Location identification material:
|---|
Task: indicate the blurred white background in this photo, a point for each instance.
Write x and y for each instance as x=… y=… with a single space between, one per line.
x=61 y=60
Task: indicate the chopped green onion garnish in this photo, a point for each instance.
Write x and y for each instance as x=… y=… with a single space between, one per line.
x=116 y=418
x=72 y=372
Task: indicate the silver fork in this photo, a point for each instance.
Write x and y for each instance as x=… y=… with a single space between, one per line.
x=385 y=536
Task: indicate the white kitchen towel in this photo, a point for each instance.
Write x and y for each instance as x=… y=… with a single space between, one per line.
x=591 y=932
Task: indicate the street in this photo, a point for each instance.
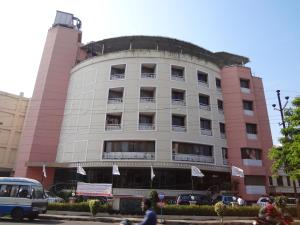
|---|
- _The request_
Format every line of the material above as a numbered list and skip any blank lines. Keep the pictures out of your answer.

- _Task answer_
1. Task: indicate the blurred white background in this photo, a point for each instance.
2. Write x and y for each instance as x=… y=… with a single space between, one per line.
3. x=61 y=60
4. Task: indicate the chopped green onion garnish in this photo, a point for each instance.
5. Write x and y for each instance as x=… y=… with a single space between, one per line.
6. x=116 y=418
7. x=72 y=372
8. Task: indicate the silver fork in this photo, a point for each instance.
9. Write x and y for each instance as x=… y=… with a single space between, one per line.
10. x=385 y=536
11. Task: indicate the white kitchen towel in this photo, a point for each instance.
12. Write x and y for each instance as x=… y=… with a single space between, one per line.
13. x=591 y=932
14. Task: indicate the street in this photo, a point for each instance.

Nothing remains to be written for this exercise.